Task: From the entries below, please output exactly the lines starting at the one containing "# indicate every instance of the white refrigerator" and ending at the one containing "# indicate every instance of the cabinet drawer", both included.

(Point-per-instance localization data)
+++
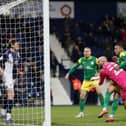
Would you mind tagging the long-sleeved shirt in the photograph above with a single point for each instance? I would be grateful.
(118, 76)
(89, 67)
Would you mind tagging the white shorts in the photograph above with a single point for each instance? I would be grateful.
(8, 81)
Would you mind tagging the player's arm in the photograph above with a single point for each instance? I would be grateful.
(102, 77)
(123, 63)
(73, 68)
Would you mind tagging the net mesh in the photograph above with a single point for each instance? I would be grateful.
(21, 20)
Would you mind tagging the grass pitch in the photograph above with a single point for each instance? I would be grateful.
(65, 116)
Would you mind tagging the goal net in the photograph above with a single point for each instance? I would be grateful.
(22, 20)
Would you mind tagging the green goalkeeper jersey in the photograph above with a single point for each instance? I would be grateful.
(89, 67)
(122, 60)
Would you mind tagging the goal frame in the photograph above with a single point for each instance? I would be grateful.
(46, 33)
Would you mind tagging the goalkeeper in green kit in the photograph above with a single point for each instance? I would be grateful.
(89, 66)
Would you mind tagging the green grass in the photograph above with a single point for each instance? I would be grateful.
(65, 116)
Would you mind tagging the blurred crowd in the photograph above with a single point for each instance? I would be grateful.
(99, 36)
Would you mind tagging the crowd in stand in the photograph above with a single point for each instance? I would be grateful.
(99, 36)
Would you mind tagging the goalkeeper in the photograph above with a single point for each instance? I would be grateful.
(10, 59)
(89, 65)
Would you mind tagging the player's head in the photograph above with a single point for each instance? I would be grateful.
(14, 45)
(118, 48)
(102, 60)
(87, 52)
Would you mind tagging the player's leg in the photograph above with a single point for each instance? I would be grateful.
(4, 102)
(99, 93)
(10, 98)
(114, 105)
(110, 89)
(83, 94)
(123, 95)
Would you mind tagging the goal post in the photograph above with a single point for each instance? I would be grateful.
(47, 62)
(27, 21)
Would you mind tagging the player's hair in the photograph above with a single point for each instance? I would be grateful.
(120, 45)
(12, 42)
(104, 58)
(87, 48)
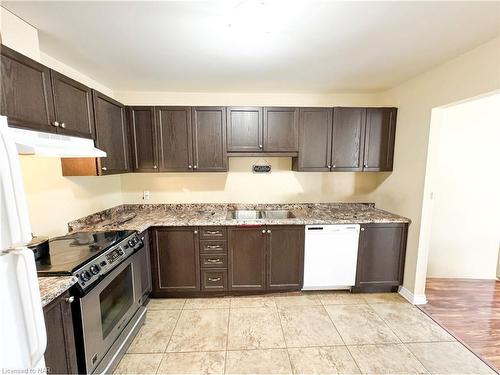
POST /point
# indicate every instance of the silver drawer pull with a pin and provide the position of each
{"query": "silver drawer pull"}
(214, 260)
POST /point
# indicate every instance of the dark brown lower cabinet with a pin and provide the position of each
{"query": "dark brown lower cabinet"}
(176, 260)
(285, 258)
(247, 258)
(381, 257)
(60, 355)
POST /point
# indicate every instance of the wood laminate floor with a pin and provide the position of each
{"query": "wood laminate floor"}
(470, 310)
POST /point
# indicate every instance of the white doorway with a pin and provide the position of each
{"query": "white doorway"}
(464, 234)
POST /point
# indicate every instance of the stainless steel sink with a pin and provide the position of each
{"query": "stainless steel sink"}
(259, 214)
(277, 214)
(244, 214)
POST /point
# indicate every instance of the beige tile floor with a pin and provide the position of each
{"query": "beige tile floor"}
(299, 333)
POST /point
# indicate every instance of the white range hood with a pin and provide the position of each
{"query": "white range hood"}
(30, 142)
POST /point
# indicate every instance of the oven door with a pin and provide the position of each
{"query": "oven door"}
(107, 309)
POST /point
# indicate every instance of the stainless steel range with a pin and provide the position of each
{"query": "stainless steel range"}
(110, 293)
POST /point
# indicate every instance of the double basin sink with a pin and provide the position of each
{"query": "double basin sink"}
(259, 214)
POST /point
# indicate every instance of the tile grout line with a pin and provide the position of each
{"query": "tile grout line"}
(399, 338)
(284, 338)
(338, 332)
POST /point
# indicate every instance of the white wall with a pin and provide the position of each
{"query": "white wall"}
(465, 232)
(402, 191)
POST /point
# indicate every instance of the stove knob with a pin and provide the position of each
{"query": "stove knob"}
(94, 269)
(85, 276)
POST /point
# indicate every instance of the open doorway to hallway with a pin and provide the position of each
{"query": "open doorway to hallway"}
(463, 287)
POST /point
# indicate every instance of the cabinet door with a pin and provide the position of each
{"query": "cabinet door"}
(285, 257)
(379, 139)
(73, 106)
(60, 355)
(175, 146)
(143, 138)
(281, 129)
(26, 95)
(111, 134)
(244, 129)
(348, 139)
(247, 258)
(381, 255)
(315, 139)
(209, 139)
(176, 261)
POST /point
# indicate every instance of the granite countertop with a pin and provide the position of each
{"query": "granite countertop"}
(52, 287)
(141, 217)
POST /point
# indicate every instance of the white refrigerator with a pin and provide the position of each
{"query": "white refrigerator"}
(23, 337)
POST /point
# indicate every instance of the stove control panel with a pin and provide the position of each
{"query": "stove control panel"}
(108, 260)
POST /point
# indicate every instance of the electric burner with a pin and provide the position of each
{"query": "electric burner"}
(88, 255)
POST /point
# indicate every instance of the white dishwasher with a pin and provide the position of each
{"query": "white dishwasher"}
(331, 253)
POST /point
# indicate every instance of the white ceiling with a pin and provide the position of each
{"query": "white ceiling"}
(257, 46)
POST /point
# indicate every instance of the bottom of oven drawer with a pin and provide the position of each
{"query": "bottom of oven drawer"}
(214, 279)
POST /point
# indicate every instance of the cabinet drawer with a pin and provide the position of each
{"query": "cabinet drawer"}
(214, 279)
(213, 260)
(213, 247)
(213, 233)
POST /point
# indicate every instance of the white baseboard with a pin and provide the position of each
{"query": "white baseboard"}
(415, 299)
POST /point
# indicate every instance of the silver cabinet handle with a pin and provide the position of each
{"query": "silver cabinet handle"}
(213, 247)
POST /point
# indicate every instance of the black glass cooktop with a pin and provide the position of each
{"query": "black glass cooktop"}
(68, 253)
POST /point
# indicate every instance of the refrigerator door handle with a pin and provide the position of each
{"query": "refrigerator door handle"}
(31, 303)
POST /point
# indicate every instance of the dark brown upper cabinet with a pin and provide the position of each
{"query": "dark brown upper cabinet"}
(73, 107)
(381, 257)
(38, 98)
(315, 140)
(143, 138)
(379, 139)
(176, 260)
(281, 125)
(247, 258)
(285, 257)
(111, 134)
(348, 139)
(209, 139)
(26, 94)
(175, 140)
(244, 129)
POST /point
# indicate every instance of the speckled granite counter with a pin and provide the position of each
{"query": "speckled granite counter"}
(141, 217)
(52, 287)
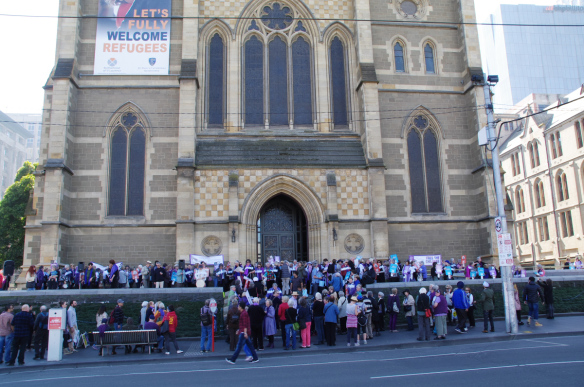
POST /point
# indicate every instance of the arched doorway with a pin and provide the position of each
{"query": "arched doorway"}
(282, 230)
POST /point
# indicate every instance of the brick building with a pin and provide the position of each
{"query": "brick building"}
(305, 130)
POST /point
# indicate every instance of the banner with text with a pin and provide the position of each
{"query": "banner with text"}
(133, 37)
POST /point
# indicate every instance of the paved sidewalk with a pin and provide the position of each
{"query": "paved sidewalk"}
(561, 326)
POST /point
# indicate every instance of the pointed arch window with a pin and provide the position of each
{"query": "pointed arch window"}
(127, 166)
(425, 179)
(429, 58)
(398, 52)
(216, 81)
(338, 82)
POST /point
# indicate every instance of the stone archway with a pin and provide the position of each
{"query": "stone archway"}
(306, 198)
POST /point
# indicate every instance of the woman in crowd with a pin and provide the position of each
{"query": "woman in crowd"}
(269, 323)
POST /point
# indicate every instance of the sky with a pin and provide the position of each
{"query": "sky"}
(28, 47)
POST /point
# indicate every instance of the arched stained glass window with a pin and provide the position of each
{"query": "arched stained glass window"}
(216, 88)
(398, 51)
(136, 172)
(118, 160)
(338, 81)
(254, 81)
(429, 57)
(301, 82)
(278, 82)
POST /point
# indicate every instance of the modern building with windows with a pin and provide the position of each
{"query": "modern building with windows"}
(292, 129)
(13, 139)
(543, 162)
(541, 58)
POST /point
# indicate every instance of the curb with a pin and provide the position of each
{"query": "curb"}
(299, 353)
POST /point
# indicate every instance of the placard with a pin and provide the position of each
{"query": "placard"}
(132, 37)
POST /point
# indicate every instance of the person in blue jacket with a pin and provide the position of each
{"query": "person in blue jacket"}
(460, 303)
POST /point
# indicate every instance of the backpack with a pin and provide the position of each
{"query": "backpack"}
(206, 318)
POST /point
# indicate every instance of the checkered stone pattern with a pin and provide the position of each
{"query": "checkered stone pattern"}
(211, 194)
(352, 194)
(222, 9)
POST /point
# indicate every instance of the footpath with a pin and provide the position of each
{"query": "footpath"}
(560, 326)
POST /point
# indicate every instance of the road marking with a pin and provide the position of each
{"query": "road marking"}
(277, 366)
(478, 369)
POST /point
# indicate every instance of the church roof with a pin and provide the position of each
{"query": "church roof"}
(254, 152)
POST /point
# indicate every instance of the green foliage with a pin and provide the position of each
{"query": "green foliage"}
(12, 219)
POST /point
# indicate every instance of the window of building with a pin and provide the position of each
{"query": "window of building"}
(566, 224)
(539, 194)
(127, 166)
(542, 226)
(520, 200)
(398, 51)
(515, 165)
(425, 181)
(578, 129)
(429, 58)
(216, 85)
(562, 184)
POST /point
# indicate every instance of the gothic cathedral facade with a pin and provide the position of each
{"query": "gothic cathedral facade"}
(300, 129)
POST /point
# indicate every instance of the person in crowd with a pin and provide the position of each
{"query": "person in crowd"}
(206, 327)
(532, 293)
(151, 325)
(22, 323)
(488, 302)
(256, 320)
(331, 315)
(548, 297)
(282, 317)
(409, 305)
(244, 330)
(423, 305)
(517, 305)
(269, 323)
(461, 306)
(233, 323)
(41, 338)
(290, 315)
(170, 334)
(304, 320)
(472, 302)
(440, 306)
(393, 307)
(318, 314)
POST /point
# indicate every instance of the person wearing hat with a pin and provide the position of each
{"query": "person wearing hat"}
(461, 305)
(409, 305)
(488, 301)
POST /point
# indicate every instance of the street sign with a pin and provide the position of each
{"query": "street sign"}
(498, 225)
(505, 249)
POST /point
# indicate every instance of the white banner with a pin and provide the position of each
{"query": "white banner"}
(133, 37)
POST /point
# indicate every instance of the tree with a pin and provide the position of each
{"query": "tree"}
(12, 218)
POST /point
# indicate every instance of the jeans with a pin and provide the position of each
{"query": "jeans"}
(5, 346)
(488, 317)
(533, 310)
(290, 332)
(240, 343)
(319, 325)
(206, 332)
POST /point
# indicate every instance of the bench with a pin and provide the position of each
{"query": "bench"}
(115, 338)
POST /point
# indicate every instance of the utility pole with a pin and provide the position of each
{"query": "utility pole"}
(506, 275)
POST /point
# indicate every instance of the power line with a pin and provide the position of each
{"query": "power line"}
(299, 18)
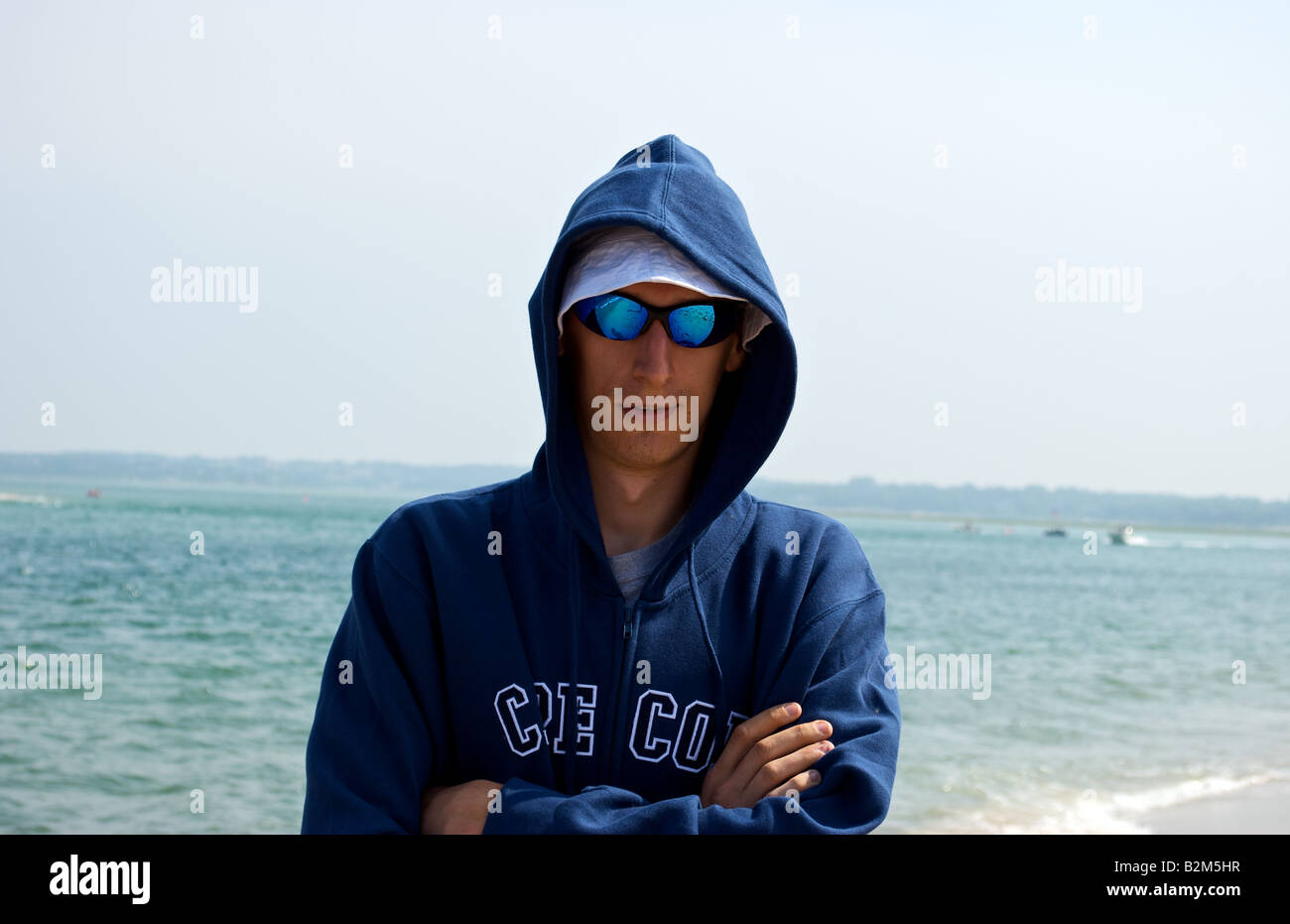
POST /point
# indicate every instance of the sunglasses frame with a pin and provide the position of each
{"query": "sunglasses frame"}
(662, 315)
+++
Exercise answer:
# indicate every instance of the white refrigerator with a pin and provide the position of each
{"query": "white refrigerator"}
(23, 337)
POST /point
# indicate every instance of the stove control panel with a pin and provide the position of each
{"query": "stove control panel"}
(108, 260)
POST /point
# indicate every instance of the electric burner with a pin and provide the position of each
{"query": "electric burner"}
(88, 255)
POST /point
# indicate every instance of the white dishwasher with a pin and provide the position of each
{"query": "white dishwasher"}
(331, 253)
POST /point
# indicate every instance of the white ceiling with a pin and provide the position of each
{"query": "white ceiling"}
(257, 46)
POST /point
# indicate every instance of the bottom of oven drawer with a pin and provide the position of each
{"query": "bottom of oven drawer"}
(214, 279)
POST /point
# indicate every instance of the cabinet drawer with a pin and provide the position of each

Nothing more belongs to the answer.